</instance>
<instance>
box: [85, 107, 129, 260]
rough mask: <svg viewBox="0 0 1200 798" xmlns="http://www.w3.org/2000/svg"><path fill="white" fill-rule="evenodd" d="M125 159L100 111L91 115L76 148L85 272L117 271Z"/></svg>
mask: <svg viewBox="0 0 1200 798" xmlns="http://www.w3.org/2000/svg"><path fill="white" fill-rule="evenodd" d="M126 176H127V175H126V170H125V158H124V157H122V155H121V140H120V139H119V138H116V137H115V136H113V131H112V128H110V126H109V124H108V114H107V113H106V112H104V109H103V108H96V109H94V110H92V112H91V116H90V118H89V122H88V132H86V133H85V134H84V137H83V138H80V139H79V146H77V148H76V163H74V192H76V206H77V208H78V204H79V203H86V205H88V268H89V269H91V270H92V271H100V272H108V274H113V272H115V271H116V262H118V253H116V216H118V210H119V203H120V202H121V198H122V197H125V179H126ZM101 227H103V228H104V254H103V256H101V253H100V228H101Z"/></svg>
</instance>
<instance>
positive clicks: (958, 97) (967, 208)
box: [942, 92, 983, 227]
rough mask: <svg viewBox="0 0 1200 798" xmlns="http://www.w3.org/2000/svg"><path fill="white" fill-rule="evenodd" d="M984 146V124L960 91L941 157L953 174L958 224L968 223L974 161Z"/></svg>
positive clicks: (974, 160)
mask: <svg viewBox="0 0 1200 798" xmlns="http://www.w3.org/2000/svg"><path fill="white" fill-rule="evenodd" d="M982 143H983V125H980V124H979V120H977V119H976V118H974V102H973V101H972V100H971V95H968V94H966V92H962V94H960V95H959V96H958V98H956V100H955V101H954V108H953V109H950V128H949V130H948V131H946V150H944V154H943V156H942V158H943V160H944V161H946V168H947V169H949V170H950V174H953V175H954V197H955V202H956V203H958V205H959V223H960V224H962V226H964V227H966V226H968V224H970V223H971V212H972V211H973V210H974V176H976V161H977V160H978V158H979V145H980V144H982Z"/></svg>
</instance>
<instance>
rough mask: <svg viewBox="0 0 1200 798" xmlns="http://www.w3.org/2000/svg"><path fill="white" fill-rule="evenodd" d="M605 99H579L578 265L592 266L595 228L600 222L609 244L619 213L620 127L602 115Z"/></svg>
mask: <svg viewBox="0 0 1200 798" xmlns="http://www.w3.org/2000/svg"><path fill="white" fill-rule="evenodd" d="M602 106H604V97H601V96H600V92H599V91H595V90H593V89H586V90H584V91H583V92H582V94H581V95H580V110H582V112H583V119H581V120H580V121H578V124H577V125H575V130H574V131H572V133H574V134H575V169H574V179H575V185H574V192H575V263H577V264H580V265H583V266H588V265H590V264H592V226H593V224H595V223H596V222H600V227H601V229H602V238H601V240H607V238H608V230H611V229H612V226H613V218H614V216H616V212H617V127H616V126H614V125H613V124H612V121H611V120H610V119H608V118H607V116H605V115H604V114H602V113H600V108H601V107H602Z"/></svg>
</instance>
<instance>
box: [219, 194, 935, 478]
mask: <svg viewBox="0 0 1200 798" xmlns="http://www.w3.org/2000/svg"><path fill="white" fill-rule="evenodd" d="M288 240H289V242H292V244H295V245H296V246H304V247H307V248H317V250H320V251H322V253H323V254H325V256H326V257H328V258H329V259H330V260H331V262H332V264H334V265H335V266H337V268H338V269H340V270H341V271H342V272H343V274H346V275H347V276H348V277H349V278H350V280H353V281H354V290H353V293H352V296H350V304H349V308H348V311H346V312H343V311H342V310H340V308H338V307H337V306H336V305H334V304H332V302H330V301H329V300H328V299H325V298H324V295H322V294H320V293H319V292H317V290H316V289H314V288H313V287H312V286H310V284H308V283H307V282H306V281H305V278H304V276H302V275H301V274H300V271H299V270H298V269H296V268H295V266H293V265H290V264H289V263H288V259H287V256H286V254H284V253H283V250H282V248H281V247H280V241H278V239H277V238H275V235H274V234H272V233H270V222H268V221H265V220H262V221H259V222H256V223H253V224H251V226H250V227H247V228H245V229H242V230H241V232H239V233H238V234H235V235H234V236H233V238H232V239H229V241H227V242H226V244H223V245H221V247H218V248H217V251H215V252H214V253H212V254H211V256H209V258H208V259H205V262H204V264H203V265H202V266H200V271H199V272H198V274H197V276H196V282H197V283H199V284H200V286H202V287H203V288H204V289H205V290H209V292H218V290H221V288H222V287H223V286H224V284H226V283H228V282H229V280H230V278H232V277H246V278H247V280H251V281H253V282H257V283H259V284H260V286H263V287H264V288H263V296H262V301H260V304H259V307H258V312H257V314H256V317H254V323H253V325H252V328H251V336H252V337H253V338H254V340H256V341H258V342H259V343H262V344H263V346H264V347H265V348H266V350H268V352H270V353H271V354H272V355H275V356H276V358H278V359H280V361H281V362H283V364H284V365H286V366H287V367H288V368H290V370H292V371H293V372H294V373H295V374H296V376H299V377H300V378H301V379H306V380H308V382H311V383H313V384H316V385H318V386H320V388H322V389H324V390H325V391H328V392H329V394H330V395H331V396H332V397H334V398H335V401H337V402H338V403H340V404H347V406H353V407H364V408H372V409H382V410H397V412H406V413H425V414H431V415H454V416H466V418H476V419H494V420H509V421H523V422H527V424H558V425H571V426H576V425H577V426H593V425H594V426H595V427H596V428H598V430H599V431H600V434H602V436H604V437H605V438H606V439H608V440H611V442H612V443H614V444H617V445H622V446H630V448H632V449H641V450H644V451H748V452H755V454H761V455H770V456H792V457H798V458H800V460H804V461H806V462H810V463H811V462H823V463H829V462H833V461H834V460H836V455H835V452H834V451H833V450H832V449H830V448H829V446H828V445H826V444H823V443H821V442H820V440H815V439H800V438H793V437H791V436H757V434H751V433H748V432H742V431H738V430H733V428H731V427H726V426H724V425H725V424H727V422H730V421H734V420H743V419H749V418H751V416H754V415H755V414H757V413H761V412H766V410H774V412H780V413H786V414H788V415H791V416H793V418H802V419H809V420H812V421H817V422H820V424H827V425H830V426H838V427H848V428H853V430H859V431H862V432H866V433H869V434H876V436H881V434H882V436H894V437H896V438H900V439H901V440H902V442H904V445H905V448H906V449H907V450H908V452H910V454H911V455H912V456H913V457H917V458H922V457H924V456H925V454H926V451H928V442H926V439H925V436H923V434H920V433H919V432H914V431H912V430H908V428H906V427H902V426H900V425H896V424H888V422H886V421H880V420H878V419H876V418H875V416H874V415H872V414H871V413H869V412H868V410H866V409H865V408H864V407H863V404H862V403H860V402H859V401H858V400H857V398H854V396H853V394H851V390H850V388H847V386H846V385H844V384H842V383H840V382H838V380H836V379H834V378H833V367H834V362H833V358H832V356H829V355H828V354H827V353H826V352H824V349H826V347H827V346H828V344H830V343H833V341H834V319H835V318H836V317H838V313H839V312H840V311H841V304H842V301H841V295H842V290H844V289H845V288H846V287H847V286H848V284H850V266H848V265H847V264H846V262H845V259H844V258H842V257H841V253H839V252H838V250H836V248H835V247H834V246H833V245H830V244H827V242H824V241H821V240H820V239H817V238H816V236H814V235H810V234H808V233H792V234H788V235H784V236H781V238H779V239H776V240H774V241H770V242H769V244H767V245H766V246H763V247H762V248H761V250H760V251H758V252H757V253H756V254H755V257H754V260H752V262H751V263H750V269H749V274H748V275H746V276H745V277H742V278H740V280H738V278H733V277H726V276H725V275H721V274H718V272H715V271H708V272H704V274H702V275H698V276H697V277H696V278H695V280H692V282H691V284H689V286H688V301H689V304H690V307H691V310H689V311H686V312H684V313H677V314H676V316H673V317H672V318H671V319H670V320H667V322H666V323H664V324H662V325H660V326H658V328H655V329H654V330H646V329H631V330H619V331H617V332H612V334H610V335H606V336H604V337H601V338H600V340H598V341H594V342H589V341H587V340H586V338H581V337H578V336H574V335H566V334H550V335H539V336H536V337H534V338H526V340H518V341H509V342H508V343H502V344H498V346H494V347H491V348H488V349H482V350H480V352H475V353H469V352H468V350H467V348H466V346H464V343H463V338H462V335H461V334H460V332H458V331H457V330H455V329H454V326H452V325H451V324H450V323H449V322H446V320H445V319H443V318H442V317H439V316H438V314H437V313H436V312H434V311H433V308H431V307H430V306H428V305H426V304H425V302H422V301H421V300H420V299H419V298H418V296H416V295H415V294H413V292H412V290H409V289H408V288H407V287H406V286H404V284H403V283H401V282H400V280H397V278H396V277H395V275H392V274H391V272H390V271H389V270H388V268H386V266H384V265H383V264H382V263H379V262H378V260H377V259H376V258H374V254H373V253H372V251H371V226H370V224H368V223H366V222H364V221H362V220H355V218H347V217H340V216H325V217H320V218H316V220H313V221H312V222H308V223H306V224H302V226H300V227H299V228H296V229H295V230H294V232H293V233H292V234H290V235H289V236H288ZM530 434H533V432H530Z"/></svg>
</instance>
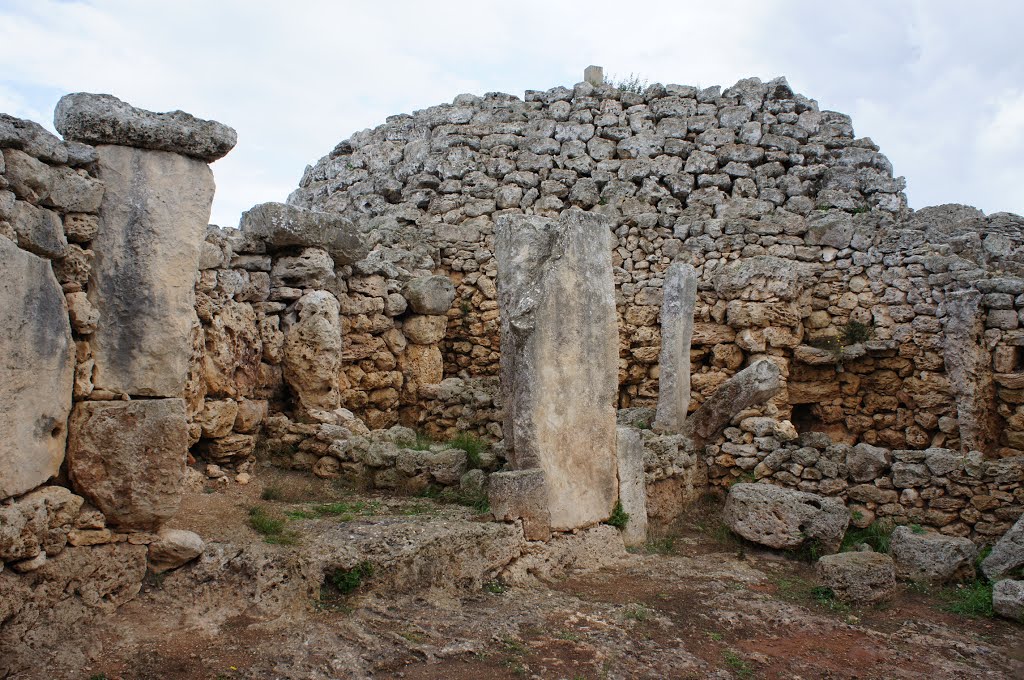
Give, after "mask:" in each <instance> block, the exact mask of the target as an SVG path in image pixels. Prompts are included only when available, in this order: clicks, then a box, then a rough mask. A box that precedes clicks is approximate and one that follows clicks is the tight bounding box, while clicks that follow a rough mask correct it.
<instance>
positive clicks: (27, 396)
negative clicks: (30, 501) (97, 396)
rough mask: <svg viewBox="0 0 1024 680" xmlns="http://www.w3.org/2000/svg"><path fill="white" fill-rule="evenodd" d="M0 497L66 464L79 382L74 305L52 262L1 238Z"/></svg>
mask: <svg viewBox="0 0 1024 680" xmlns="http://www.w3.org/2000/svg"><path fill="white" fill-rule="evenodd" d="M0 262H2V267H3V273H2V275H0V405H3V410H2V413H0V499H5V498H7V497H9V496H15V495H17V494H24V493H25V492H27V491H29V490H31V488H34V487H35V486H38V485H39V484H41V483H43V482H44V481H46V480H47V479H49V478H50V477H52V476H53V475H55V474H56V473H57V470H58V469H59V468H60V463H61V462H62V461H63V454H65V443H66V441H67V438H68V428H67V424H68V415H69V414H70V413H71V399H72V386H73V383H74V379H75V344H74V342H72V337H71V323H70V322H69V321H68V304H67V302H66V301H65V296H63V293H61V291H60V286H59V284H57V280H56V278H55V277H54V275H53V270H52V268H51V267H50V263H49V262H48V261H46V260H44V259H42V258H39V257H36V256H35V255H32V254H31V253H27V252H26V251H24V250H20V249H19V248H18V247H17V246H15V245H14V244H13V243H12V242H11V241H10V240H8V239H4V238H3V237H0Z"/></svg>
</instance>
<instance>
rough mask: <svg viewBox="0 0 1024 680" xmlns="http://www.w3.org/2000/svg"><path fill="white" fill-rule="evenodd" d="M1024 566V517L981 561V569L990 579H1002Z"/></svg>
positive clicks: (1021, 518) (1008, 532) (1016, 523)
mask: <svg viewBox="0 0 1024 680" xmlns="http://www.w3.org/2000/svg"><path fill="white" fill-rule="evenodd" d="M1022 566H1024V517H1021V518H1020V519H1018V520H1017V522H1016V523H1015V524H1014V525H1013V526H1011V527H1010V530H1009V532H1007V533H1006V534H1004V535H1002V538H1001V539H999V540H998V541H997V542H996V544H995V545H994V546H992V552H990V553H988V557H986V558H985V559H984V560H983V561H982V562H981V570H982V571H983V572H984V573H985V576H986V577H988V580H989V581H995V580H996V579H1001V578H1002V577H1005V576H1007V575H1008V573H1010V572H1011V571H1013V570H1014V569H1017V568H1020V567H1022Z"/></svg>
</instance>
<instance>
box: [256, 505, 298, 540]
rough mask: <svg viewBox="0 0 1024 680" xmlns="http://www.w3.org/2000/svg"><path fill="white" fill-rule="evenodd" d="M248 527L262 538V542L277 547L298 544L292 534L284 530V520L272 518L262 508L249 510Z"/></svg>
mask: <svg viewBox="0 0 1024 680" xmlns="http://www.w3.org/2000/svg"><path fill="white" fill-rule="evenodd" d="M249 526H251V527H252V529H253V530H254V532H256V533H257V534H259V535H260V536H262V537H263V541H265V542H266V543H270V544H278V545H292V544H294V543H297V542H298V536H297V535H296V534H295V533H294V532H286V530H285V519H283V518H281V517H273V516H271V515H270V514H269V513H267V511H266V509H265V508H263V507H262V506H259V505H256V506H253V507H252V508H249Z"/></svg>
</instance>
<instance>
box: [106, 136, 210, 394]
mask: <svg viewBox="0 0 1024 680" xmlns="http://www.w3.org/2000/svg"><path fill="white" fill-rule="evenodd" d="M96 153H97V154H98V157H99V160H98V161H97V174H98V176H99V179H100V180H102V181H103V183H104V184H105V186H106V190H105V193H104V194H103V200H102V204H101V205H100V208H99V231H98V233H97V235H96V237H95V238H94V239H93V242H92V249H93V251H94V252H95V253H96V257H95V259H94V260H93V264H92V272H91V275H90V279H89V301H90V302H91V303H92V306H93V307H94V308H95V309H96V311H98V312H99V322H98V324H97V328H96V331H95V333H94V334H93V336H92V353H93V358H94V359H95V363H96V367H95V372H94V374H93V384H94V385H95V386H96V388H97V389H106V390H110V391H112V392H116V393H118V394H122V393H127V394H130V395H132V396H136V395H137V396H167V397H173V396H180V395H181V394H182V393H183V392H184V387H185V378H186V376H187V374H188V357H189V353H190V349H189V348H190V346H191V332H193V325H194V324H195V323H197V322H196V311H195V307H196V295H195V285H196V277H197V275H198V274H197V272H198V268H199V258H200V252H201V248H202V245H203V241H204V239H205V238H206V227H207V223H208V222H209V220H210V206H211V205H212V203H213V192H214V185H213V173H212V172H211V171H210V168H209V166H207V165H206V164H205V163H202V162H201V161H197V160H195V159H189V158H185V157H183V156H179V155H177V154H168V153H166V152H154V151H144V150H140V148H130V147H128V146H115V145H102V146H98V147H97V148H96Z"/></svg>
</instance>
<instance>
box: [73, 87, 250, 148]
mask: <svg viewBox="0 0 1024 680" xmlns="http://www.w3.org/2000/svg"><path fill="white" fill-rule="evenodd" d="M53 127H55V128H56V130H57V132H59V133H60V134H62V135H63V136H65V138H66V139H73V140H75V141H83V142H86V143H90V144H119V145H121V146H137V147H139V148H150V150H155V151H162V152H173V153H175V154H182V155H184V156H190V157H193V158H197V159H200V160H203V161H206V162H207V163H209V162H212V161H216V160H217V159H219V158H222V157H224V156H225V155H226V154H227V152H229V151H231V148H233V147H234V143H236V142H237V141H238V135H237V134H236V132H234V130H233V129H231V128H229V127H228V126H226V125H224V124H223V123H218V122H216V121H205V120H202V119H199V118H196V117H195V116H190V115H188V114H186V113H184V112H183V111H172V112H169V113H164V114H158V113H154V112H152V111H145V110H144V109H136V108H135V107H132V105H131V104H129V103H127V102H126V101H122V100H121V99H119V98H117V97H116V96H113V95H111V94H91V93H88V92H75V93H73V94H66V95H65V96H62V97H60V100H59V101H58V102H57V105H56V109H55V110H54V112H53Z"/></svg>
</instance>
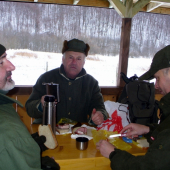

-----

How many lines above contain the string "positive"? Case counts, and the reply should be the number alone.

4